- _Requirement_: Return every line of the rows below that contains the word "crossbar". Case counts, so match it only with the same capitalization.

──────── Given information

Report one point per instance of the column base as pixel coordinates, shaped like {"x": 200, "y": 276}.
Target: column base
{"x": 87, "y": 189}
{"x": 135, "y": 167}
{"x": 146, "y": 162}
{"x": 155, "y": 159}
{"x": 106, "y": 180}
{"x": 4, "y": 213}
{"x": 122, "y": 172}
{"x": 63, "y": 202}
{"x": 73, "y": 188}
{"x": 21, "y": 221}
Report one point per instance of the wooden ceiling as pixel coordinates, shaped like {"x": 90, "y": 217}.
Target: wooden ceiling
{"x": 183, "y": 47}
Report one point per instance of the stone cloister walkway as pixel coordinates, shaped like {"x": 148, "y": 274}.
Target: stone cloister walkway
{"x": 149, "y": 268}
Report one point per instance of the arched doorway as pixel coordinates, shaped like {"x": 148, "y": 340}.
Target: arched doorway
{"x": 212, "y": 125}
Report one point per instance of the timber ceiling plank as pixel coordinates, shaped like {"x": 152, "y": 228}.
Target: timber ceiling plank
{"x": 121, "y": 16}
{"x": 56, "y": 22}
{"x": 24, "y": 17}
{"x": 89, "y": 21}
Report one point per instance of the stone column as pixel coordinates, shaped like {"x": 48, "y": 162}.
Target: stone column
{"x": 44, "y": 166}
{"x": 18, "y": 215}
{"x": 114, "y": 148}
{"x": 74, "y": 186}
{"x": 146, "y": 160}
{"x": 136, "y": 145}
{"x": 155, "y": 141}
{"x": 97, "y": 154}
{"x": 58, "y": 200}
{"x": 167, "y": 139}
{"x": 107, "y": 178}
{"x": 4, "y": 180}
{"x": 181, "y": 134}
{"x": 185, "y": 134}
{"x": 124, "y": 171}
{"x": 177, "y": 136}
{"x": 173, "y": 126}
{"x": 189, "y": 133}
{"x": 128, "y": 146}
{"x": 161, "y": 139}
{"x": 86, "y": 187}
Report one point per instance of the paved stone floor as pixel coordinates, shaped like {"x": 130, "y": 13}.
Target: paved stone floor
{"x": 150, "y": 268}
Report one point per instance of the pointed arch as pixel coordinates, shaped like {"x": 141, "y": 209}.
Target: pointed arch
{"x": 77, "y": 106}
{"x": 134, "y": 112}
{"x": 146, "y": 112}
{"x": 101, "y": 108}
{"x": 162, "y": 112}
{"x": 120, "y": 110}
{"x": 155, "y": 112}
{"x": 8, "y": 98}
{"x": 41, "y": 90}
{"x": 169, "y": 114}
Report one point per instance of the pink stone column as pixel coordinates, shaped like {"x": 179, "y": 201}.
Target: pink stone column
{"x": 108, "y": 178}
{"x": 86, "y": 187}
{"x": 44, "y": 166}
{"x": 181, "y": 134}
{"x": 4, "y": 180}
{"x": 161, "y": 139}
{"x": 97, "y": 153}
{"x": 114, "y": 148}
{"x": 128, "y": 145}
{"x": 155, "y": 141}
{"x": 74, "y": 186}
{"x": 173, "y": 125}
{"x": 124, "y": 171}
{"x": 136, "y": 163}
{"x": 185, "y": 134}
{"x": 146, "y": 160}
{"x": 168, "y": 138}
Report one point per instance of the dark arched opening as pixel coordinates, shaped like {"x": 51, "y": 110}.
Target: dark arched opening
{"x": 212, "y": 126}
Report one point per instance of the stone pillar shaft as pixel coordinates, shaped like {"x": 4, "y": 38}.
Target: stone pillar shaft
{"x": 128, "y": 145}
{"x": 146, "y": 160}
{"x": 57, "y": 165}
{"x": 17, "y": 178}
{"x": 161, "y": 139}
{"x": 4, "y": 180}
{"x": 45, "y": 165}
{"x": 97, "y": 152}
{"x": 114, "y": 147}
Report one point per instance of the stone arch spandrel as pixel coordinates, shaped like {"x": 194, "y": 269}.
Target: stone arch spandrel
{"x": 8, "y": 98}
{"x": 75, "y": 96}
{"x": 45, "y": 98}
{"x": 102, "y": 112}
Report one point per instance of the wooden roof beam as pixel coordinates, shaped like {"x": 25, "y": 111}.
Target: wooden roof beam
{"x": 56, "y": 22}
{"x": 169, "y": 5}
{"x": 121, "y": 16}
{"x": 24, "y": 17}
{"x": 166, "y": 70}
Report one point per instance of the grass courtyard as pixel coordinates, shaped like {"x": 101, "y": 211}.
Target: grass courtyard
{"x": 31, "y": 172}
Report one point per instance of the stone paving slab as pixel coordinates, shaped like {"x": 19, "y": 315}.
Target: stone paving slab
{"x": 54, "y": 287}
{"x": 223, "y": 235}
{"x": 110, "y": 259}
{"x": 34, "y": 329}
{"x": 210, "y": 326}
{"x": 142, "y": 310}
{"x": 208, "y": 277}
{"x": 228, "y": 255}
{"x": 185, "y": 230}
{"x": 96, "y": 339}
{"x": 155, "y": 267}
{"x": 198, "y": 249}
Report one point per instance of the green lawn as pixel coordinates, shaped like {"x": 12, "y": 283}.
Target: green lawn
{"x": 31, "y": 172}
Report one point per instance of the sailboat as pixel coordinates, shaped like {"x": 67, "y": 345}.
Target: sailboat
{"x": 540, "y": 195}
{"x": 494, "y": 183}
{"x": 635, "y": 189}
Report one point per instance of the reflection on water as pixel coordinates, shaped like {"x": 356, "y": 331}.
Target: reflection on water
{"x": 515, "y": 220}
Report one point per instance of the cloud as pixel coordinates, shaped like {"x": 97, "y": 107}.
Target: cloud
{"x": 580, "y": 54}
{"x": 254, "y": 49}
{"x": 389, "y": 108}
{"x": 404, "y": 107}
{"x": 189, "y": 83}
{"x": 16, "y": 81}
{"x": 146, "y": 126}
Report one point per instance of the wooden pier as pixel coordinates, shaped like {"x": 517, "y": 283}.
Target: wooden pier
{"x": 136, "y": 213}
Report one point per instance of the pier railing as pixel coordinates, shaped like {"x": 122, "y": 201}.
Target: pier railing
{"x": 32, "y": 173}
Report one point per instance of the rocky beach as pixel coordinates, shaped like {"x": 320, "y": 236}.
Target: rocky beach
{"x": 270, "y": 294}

────────────────
──────── Given information

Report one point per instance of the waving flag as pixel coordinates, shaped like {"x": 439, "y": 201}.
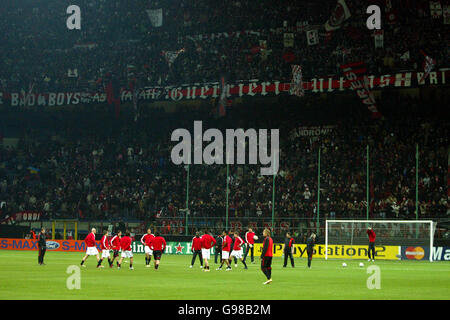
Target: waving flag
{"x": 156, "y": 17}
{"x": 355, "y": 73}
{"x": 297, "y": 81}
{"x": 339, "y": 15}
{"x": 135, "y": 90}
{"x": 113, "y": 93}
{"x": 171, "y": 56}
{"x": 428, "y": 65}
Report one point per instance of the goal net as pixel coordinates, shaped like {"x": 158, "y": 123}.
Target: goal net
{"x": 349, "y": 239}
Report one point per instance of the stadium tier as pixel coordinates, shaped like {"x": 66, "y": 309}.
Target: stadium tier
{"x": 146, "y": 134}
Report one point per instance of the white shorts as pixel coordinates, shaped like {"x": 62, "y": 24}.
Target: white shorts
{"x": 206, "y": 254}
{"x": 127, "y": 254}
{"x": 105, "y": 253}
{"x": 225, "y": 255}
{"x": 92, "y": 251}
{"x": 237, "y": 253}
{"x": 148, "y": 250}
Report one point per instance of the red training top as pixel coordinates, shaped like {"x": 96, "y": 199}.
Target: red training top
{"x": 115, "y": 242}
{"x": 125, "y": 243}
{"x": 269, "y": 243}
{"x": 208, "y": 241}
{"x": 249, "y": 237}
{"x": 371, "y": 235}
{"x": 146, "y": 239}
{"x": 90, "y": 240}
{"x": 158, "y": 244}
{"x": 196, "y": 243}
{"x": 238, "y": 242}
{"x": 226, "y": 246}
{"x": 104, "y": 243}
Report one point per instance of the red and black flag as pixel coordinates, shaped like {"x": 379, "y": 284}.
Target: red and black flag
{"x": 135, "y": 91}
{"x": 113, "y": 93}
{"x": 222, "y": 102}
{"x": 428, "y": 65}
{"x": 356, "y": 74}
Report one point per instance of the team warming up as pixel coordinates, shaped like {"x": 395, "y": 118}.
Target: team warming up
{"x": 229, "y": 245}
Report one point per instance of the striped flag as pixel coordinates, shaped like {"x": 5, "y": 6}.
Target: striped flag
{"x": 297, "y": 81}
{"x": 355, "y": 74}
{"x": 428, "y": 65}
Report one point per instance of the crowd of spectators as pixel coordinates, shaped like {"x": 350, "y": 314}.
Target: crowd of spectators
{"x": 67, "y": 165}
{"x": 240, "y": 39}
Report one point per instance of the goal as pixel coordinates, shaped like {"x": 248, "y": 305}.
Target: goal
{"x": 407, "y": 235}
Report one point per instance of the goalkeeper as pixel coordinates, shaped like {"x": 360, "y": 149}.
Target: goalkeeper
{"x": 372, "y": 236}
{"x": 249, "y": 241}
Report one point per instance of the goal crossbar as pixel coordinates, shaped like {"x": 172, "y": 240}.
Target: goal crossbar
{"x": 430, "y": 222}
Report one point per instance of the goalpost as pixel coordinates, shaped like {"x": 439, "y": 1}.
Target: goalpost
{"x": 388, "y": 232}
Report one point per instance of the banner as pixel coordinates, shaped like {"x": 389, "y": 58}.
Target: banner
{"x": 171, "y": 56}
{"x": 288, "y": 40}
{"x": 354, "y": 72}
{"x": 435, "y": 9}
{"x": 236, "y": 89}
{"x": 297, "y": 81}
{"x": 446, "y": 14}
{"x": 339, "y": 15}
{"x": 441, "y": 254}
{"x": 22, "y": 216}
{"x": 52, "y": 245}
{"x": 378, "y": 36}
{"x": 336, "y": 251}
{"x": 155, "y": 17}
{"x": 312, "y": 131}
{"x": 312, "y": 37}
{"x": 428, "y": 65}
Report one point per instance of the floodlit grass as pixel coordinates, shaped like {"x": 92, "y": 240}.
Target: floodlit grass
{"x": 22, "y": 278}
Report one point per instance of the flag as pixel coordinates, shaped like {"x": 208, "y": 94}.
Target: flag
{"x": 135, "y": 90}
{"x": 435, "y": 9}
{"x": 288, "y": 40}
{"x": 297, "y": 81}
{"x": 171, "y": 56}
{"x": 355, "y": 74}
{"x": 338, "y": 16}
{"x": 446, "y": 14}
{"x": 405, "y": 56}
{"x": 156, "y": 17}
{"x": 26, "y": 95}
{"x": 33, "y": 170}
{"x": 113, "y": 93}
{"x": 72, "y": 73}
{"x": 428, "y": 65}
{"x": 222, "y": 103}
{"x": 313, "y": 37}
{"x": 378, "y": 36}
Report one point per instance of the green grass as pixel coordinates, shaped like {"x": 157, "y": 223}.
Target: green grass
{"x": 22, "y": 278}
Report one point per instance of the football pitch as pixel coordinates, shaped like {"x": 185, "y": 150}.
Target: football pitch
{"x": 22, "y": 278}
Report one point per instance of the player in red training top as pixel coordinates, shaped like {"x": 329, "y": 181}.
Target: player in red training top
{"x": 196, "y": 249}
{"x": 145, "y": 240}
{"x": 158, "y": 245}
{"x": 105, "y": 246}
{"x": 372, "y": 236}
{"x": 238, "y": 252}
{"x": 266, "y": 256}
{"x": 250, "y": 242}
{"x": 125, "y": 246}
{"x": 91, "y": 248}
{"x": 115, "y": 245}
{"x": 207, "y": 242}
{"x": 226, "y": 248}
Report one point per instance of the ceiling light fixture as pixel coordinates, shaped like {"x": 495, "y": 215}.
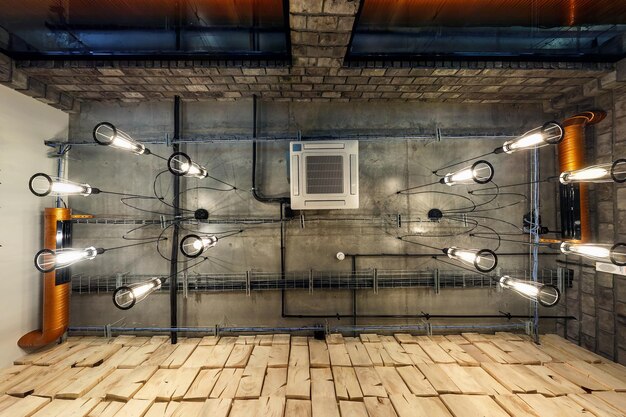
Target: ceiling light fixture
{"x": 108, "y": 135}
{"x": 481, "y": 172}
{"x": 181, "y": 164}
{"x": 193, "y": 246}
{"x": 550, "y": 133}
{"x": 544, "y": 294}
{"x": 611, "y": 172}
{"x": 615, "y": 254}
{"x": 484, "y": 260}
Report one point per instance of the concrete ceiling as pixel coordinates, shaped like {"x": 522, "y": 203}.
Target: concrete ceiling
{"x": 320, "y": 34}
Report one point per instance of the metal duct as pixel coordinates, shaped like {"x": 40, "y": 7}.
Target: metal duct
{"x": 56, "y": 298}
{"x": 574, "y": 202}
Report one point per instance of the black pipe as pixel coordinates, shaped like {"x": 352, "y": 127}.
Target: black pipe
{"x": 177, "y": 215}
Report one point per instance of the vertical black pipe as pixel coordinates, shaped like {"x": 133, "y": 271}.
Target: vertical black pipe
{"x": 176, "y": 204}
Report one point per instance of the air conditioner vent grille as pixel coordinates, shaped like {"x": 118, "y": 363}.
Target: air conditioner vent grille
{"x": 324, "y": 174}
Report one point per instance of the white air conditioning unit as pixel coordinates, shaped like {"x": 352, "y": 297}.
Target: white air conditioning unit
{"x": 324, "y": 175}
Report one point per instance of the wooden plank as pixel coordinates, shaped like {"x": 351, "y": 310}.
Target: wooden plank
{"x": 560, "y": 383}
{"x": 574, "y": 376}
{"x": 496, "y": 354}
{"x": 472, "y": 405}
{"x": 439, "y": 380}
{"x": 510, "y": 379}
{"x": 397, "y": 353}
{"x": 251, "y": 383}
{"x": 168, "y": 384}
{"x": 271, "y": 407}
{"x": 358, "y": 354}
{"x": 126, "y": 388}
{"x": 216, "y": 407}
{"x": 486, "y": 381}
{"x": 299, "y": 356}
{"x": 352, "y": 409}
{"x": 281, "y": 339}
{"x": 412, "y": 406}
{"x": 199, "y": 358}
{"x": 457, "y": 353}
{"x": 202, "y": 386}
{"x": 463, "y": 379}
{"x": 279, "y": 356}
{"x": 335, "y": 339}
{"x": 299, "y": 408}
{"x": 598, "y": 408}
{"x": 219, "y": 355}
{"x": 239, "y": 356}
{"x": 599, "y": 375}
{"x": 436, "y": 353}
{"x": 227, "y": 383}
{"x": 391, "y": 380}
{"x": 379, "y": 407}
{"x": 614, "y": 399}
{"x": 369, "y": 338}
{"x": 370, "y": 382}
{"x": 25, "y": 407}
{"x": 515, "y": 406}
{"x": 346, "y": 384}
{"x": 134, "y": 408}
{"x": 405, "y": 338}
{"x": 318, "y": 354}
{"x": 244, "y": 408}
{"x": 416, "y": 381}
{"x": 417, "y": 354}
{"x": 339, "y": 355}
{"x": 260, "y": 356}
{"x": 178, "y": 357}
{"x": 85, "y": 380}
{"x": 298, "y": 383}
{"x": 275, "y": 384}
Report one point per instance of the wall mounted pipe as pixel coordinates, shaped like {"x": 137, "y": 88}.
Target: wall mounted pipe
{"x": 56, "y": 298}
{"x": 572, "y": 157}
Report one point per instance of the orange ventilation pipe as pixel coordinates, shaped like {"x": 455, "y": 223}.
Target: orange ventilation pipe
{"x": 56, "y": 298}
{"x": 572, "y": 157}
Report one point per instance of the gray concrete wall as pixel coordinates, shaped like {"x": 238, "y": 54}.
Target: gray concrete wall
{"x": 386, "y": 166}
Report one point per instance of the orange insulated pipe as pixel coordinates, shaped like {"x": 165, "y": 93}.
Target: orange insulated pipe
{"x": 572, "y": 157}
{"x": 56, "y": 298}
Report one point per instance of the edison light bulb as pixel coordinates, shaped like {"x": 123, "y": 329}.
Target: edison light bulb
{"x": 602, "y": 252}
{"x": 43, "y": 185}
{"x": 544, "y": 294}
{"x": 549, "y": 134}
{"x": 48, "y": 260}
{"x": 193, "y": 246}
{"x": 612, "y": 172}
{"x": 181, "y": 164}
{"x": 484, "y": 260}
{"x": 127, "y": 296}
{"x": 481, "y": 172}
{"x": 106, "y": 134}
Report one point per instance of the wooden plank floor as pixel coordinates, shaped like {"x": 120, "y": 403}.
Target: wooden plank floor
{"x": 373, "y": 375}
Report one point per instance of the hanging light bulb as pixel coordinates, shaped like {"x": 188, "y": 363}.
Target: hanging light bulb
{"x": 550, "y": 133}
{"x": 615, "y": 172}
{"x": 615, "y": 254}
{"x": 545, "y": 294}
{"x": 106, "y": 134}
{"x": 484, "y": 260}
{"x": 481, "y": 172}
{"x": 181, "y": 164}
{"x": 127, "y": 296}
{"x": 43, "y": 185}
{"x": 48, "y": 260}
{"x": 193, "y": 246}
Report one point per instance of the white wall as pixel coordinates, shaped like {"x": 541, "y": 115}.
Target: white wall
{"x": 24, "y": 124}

────────────────

- _Answer to the exercise_:
Report one point per instance of the goal crossbar as pixel coordinates, shaped like {"x": 172, "y": 240}.
Target: goal crossbar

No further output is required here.